Saved entries
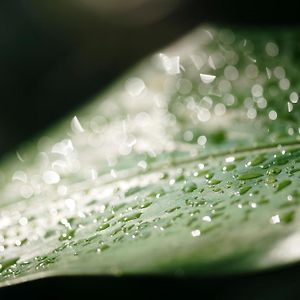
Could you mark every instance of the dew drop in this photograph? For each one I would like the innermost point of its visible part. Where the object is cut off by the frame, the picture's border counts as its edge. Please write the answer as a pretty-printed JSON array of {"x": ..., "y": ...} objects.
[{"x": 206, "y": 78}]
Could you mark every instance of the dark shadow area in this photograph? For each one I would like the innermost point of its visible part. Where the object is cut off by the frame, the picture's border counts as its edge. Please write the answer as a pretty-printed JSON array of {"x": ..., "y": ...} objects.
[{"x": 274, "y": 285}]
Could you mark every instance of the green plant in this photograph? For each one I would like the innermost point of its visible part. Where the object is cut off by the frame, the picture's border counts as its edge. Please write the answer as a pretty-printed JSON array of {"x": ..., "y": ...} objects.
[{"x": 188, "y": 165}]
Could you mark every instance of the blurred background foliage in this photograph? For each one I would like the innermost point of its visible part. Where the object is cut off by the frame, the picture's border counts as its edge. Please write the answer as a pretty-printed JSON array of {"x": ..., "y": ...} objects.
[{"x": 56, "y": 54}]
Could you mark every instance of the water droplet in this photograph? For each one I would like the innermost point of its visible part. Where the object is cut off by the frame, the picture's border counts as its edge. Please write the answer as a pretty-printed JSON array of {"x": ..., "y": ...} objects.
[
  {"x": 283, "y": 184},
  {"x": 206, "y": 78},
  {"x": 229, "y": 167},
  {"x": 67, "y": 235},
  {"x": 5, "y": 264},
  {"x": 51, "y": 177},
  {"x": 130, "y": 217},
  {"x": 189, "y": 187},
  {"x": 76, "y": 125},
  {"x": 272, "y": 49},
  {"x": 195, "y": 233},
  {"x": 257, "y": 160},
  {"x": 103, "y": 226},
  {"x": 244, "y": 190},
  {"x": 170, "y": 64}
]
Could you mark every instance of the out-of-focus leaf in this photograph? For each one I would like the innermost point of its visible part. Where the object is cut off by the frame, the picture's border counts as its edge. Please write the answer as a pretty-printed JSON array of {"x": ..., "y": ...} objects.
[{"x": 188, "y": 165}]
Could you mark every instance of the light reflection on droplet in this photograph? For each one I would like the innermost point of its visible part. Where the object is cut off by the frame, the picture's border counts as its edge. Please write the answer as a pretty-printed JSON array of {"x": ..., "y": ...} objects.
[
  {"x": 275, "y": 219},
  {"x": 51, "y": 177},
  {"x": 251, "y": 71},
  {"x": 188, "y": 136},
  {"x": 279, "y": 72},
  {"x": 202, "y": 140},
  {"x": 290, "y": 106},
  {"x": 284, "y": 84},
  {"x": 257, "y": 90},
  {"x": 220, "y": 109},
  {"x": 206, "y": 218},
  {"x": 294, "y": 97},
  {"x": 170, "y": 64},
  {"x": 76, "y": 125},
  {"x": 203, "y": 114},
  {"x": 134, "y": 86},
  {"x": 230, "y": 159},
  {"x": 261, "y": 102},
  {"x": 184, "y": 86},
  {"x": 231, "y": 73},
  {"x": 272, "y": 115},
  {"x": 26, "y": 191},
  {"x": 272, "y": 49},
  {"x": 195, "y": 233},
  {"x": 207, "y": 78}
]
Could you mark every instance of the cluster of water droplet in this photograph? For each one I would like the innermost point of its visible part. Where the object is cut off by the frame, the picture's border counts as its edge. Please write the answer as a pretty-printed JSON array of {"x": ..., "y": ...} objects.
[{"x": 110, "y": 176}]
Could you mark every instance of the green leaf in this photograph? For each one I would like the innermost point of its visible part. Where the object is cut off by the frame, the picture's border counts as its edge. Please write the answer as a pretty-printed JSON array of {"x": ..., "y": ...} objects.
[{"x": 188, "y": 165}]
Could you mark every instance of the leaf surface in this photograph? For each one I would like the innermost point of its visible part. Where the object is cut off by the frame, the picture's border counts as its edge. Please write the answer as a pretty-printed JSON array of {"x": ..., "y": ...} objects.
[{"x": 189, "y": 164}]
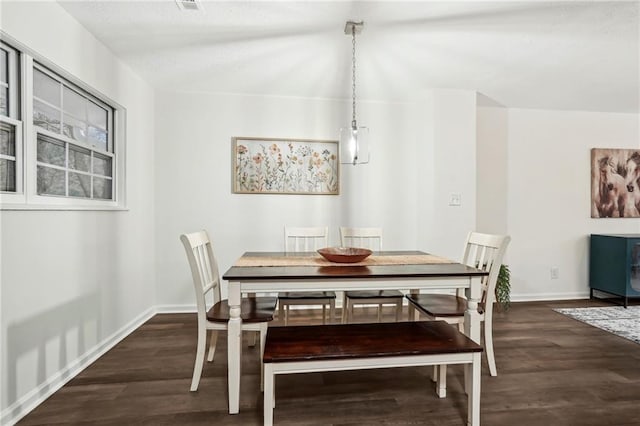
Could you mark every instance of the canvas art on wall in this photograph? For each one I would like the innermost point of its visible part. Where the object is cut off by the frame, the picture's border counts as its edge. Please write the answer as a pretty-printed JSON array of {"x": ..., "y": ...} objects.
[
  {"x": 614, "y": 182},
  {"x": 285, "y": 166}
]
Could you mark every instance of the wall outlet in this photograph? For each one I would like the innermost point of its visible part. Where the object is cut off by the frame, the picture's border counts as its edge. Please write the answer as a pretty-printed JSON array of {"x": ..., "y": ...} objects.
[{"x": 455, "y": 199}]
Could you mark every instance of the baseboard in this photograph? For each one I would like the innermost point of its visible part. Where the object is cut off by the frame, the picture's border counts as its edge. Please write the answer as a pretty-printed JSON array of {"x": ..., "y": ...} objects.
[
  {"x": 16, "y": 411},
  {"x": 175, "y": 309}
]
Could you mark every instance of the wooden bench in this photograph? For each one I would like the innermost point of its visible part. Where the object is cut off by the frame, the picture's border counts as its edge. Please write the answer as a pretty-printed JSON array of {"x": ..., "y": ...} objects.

• _TASK_
Repeat the records above verbatim, with no pictures in the result.

• _COMPLETED TASK_
Could you mark every instance of the dew drop in this photograph? For each one I would like the innermost point of its visible part. Where the object is cut off by the frame, the picture's border counts as its edge. Please write the answer as a pretty-printed JSON array of {"x": ..., "y": ...} objects.
[{"x": 206, "y": 78}]
Could you mark every instance of the dark shadow area in this photograph? For each one I would like the innermost point of its visible part. Where the object is cut off by the frame, the picture's border counts as its edge. Please write the answer as a pretty-printed JSON array of {"x": ..., "y": ...} objects.
[{"x": 274, "y": 285}]
Could you mark every instance of the green plant in this photograph? For each one I would like the innermost point of its visible part. Where the object is cut off by the frame, the picture's border counts as its edge. Please write the answer as a pretty-printed JSON array of {"x": ..., "y": ...} objects.
[{"x": 188, "y": 165}]
Could you mark every instance of the blurred background foliage in this photograph? For each one I would like the innermost point of its visible part. Where the object is cut off by the frame, the picture's border counts as its edge. Please write the answer as a pretty-printed JSON array of {"x": ..., "y": ...} objects.
[{"x": 56, "y": 54}]
Could you mark every instance of the water droplet in this photograph? For each one I would like the innermost point of its visible part. Where the object is cut off by the frame, the picture's border counts as its edge. Please write the answer as a pretty-printed JSON array of {"x": ..., "y": ...} objects.
[
  {"x": 283, "y": 184},
  {"x": 206, "y": 78},
  {"x": 229, "y": 167},
  {"x": 67, "y": 235},
  {"x": 5, "y": 264},
  {"x": 51, "y": 177},
  {"x": 130, "y": 217},
  {"x": 189, "y": 187},
  {"x": 76, "y": 125},
  {"x": 272, "y": 49},
  {"x": 195, "y": 233},
  {"x": 257, "y": 160},
  {"x": 103, "y": 226},
  {"x": 244, "y": 190},
  {"x": 170, "y": 64}
]
Could you mark every instance of the out-of-focus leaf in this photograph? For each one I would like the innermost point of its visible part. Where the object is cut off by the frame, the picture's border counts as its edge. Please write the answer as a pretty-printed JSON array of {"x": ..., "y": ...} objects.
[{"x": 188, "y": 165}]
Could you mark every instance of the light reflection on droplet in this photograph? For each one I would like the innermost point of its visible part. Where the object is cut off by the frame, the picture's border counts as its edge. Please write the answer as a pretty-printed JSON array of {"x": ..., "y": ...} objects.
[
  {"x": 275, "y": 219},
  {"x": 51, "y": 177},
  {"x": 251, "y": 71},
  {"x": 188, "y": 136},
  {"x": 279, "y": 72},
  {"x": 202, "y": 140},
  {"x": 290, "y": 106},
  {"x": 284, "y": 84},
  {"x": 257, "y": 90},
  {"x": 220, "y": 109},
  {"x": 206, "y": 218},
  {"x": 294, "y": 97},
  {"x": 170, "y": 64},
  {"x": 76, "y": 125},
  {"x": 203, "y": 114},
  {"x": 134, "y": 86},
  {"x": 230, "y": 159},
  {"x": 261, "y": 102},
  {"x": 184, "y": 86},
  {"x": 231, "y": 73},
  {"x": 272, "y": 115},
  {"x": 26, "y": 191},
  {"x": 272, "y": 49},
  {"x": 195, "y": 233},
  {"x": 207, "y": 78}
]
Could you mark every instance of the cluster of water droplet in this photograph? For each one I would like the innermost point of its visible part. Where the object is cut off by the frame, the picture's border counts as its edge. Please write the answer as a pretty-printed JSON array of {"x": ..., "y": ...} objects.
[{"x": 110, "y": 176}]
Could you mark every instance of the green leaf in this photograph? For each one I would like the innermost point of its visible part. Where the object is cut off by the frame, the picture's border counts as its edge. Please write the answer as a pretty-printed JSON array of {"x": ..., "y": ...} objects.
[{"x": 188, "y": 165}]
Could you mark every instance of the leaf surface in this photograph? For each one I would like the innermost point of its visible part. Where the object is cut off by the frame, the picture's border counts as its edge. Please write the answer as a pretty-printed JSON array of {"x": ..., "y": ...} objects.
[{"x": 189, "y": 164}]
Could you mark every instance of the canvas art on wall in this photograph? For each one I would like the innermost point of its visible part. Where the object is cut off by the frame, the picture's border counts as its edge. Please write the answer as a pretty-printed JSON array of {"x": ..., "y": ...} objects.
[
  {"x": 614, "y": 182},
  {"x": 285, "y": 166}
]
Could you mark every instance of the wall outlet in this photograph? For each one I would like the innermost point of its visible part. Where the object is cut off by the frame, the picture's border counts as its edge. Please write the answer as a pretty-printed JSON array of {"x": ..., "y": ...} objects.
[{"x": 455, "y": 199}]
Could you mark every instance of the baseboard in this photograph? For each one I would like the innermost point of its visible part. Where the object is cut off by the frame, the picture's border counts as its edge. Please write the answer as a pretty-printed JSON array of {"x": ..., "y": ...} objects.
[
  {"x": 16, "y": 411},
  {"x": 175, "y": 309}
]
Could you mark every instance of the wooden bench in this photograph? For each one I would like the innermost point of its visible part. Where the object is cut off by the frame, the picture's border counts as its edge. Please write the answer as a pretty-printed JSON array of {"x": ..., "y": ...} objects.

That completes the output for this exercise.